● **Excerpt to read**:
* START *
Interview, Face to Face (1959)

[edit]
  • The moral things I wish to say to future generations is very simple. I should say love is wise hatred is foolish. In this world which is getting more and more closely interconnected, we have to learn to tolerate each other. We have to learn to put up with the fact that some people say things that we don't like. We can only live together in that way, and if we are to live together and not die together we must learn the kind of charity and kind of tolerance which is absolutely vital to the continuation of human life on this planet.

1960s

[edit]
  • Of course not. After all, I may be wrong...
    • When asked if he was willing to die for his beliefs. As cited by Leonard Lyons on June 23, 1964. (New York Post, Section: Post Daily Magazine, The Lyons Den by Leonard Lyons, Quote Page 27 (Magazine Page 3), Column 3, New York.) Quoted in The Times Book of Quotations (2000), p. 84.
    • Paraphrased as "I would never die for my beliefs because I might be wrong" in The Fifth and Far Finer than the First Four 637 Best Things Anybody Ever Said, by Robert Byrne (Fawcett Columbine, 1993), 258.
  • I do like clarity and exact thinking and I believe that very important to mankind because when you allow yourself to think inexactly your prejudices, your bias, your self interest comes in in ways you don't notice and you do bad things without knowing that you are doing them: self deception is very easy. So that I do think clear thinking immensely important.
    • Television interview ("On clarity and exact thinking" - available on youtube)
  • If you're certain, you're certainly wrong, because nothing deserves certainty.
    • Bertrand Russell Speaks His Mind (1960), p. 14 (video)
  • I find that the whiter my hair becomes the more ready people are to believe what I say.
    • Bertrand Russell Speaks His Mind (1960), p. 80
  • The state is primarily an organization for killing foreigners.
    • Bertrand Russell Speaks His Mind (1960), p. 83
  • You, your families, your friends and your countries are to be exterminated by the common decision of a few brutal but powerful men. To please these men, all the private affections, all the public hopes, all that has been achieved in art, and knowledge and thought and all that might be achieved hereafter is to be wiped out forever.
* END *
[Entries from a dataset]
* START *
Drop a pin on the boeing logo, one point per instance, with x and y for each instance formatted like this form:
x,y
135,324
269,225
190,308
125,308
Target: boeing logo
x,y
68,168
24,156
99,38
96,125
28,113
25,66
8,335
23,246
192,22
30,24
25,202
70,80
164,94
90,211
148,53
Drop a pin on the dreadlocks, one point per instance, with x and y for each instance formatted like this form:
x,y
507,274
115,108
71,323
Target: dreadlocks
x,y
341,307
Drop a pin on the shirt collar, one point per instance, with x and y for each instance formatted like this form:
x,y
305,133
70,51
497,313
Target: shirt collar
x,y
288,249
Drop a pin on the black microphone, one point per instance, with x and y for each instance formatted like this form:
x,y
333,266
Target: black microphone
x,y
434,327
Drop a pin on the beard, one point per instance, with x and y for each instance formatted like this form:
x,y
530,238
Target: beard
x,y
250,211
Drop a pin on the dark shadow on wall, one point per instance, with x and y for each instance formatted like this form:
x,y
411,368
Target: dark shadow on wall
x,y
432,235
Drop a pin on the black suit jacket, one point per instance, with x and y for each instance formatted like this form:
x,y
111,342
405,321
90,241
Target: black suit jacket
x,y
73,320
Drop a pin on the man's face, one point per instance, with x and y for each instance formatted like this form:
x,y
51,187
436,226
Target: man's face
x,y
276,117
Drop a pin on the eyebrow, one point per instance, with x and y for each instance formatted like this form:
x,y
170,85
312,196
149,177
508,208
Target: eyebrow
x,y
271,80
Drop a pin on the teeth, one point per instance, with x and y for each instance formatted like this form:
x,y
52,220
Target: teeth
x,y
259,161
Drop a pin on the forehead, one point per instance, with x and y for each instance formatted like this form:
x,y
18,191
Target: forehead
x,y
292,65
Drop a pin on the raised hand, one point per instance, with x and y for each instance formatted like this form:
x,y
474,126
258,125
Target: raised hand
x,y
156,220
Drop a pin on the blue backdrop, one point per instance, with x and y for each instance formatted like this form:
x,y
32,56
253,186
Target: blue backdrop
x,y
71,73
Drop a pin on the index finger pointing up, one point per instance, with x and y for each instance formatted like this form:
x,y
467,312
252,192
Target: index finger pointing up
* END *
● **Exercise aim**:
In the excerpt of quotations, list every page number cited for Bertrand Russell Speaks His Mind (1960). The entries are separate material and have no connection to the excerpt of quotations.

● **Task output**:
p. 14, p. 80, p. 83